- [ENTRIES SUPPLIED]:
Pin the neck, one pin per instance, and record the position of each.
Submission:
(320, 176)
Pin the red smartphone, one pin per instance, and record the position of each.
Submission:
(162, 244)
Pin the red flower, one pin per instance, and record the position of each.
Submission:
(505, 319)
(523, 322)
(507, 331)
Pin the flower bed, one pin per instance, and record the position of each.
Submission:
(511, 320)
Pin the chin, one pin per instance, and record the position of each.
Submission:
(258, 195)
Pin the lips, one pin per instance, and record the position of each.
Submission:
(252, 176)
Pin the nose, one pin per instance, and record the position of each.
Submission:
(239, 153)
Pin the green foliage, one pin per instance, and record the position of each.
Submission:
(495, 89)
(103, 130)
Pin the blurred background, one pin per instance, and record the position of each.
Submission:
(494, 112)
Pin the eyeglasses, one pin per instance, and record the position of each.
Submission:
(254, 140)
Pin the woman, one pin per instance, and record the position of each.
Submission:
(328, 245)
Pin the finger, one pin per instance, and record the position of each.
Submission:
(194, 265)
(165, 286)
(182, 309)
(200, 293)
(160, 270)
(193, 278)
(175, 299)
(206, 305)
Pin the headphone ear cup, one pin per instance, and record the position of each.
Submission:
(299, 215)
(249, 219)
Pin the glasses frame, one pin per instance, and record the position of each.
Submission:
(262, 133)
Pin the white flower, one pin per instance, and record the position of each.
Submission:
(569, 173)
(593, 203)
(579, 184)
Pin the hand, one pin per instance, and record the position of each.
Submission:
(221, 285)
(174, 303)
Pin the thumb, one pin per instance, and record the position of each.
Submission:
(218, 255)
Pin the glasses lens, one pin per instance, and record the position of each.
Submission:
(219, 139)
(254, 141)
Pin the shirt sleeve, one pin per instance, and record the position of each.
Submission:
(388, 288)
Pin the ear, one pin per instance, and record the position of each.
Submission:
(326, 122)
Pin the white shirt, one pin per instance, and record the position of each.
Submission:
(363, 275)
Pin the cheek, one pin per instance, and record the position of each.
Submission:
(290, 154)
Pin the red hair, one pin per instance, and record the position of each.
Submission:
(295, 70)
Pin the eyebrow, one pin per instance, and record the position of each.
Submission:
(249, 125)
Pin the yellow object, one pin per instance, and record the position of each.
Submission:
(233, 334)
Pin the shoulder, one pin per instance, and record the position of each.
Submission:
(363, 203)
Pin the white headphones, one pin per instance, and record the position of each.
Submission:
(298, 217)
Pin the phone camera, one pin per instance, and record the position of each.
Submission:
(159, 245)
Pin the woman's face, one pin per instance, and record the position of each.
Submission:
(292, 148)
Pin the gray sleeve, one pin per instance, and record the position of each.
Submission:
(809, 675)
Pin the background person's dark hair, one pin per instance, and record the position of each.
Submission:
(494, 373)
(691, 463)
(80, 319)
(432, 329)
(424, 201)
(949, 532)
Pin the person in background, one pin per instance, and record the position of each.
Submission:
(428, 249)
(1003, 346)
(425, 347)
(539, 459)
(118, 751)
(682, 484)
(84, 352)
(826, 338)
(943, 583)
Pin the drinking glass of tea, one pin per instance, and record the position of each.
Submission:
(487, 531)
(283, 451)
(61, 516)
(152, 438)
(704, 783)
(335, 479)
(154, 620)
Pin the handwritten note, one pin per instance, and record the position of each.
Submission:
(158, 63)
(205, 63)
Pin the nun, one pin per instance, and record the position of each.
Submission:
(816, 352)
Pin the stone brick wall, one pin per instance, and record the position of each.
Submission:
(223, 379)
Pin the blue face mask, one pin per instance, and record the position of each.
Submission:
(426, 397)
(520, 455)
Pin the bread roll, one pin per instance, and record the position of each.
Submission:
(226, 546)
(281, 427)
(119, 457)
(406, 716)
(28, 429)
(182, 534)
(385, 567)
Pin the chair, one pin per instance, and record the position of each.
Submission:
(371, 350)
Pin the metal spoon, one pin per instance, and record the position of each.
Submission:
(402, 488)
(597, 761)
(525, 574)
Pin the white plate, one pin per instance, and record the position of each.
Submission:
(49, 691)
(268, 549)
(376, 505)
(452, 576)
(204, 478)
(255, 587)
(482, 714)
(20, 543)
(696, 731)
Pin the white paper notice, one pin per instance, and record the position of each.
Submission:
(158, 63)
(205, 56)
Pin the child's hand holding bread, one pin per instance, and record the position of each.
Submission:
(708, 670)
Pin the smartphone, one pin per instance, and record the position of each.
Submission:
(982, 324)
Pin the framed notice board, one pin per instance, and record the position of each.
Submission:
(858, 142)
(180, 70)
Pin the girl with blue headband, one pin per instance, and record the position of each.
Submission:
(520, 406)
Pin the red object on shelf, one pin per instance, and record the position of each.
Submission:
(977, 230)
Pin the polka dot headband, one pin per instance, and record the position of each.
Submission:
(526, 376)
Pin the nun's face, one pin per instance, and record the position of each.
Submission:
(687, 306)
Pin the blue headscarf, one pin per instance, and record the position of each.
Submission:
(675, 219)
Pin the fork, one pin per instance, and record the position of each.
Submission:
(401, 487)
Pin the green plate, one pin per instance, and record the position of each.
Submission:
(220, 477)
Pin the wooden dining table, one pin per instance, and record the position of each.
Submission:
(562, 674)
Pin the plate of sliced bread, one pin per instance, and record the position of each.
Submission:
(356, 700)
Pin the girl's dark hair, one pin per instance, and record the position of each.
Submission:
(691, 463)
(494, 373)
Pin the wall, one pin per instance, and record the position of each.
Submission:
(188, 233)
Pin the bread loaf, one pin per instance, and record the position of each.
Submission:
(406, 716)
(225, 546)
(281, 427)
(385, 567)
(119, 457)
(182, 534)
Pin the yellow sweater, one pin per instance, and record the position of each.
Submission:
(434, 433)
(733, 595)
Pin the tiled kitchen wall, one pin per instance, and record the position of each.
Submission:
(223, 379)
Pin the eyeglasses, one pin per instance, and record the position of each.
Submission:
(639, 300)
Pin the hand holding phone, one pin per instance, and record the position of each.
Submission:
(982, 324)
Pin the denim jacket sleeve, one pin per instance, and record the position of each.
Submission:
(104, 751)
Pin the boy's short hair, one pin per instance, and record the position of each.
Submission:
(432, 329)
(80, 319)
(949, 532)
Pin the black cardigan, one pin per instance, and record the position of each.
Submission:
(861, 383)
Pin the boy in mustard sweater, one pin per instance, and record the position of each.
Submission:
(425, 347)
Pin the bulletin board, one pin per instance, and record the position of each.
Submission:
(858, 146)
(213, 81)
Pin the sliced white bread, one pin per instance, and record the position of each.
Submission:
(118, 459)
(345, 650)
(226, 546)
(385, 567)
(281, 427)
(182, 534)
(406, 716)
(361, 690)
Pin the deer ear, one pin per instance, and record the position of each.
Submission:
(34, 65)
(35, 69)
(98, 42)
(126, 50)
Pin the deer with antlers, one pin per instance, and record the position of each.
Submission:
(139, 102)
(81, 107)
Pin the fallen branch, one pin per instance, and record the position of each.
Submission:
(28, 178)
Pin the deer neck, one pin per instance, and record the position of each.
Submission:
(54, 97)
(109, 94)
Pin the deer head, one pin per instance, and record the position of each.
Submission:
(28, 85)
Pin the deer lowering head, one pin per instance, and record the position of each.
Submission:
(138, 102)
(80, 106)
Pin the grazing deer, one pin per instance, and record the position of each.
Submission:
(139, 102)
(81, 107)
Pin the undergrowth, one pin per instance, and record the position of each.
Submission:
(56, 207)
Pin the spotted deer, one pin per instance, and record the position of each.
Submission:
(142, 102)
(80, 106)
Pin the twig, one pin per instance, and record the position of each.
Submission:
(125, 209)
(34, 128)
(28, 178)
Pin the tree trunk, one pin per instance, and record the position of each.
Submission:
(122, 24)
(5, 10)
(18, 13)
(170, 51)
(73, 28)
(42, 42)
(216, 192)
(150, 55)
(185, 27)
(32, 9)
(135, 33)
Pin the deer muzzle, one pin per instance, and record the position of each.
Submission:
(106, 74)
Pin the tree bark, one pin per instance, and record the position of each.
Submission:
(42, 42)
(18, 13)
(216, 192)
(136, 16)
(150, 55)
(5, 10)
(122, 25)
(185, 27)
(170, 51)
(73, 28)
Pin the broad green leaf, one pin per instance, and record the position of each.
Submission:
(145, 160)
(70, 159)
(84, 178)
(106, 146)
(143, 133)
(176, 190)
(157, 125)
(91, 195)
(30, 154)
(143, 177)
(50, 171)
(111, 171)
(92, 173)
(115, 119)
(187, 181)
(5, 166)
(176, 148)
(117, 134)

- [WORK INSTRUCTION]: From the entries above, give again exactly the lines running from the line with "Pin the background" to the line with "Pin the child's"; include both of those lines.

- [RESPONSE BOX]:
Pin the background person's dark hair, one pin per instance, and record the position of each.
Submission:
(494, 373)
(691, 463)
(80, 319)
(432, 329)
(424, 201)
(949, 532)
Pin the person in background, one pin per instance, and record the position of each.
Submission:
(428, 249)
(1003, 346)
(425, 347)
(539, 459)
(118, 751)
(682, 484)
(84, 352)
(826, 338)
(943, 583)
Pin the drinking glass of tea, one pin per instance, and record the position of each.
Submission:
(487, 531)
(283, 451)
(61, 516)
(152, 438)
(704, 783)
(335, 479)
(154, 620)
Pin the handwritten note, one pin per instance, and record the position of each.
Submission:
(158, 63)
(205, 63)
Pin the nun, one pin per instance, and record the position of each.
Submission:
(816, 352)
Pin the stone brick wall, one pin per instance, and record the position of each.
Submission:
(223, 379)
Pin the blue face mask, one pin per instance, and record the position of each.
Submission:
(426, 397)
(520, 455)
Pin the bread roll, one pin per instance, and record the position of each.
Submission:
(226, 546)
(281, 427)
(119, 457)
(406, 716)
(28, 429)
(182, 534)
(385, 567)
Pin the chair, one pin per instance, and record the position of each.
Submission:
(371, 350)
Pin the metal spoon, one pin per instance, and record the position of each.
Submission:
(402, 488)
(597, 761)
(525, 574)
Pin the white plate, one pin per instance, and record the position of each.
Submission:
(49, 691)
(268, 549)
(376, 505)
(452, 576)
(204, 478)
(255, 587)
(482, 714)
(20, 543)
(696, 731)
Pin the white paper notice, one pin per instance, and record the position of each.
Submission:
(158, 63)
(205, 56)
Pin the child's hand holding bread, one pin per instance, and record the position of each.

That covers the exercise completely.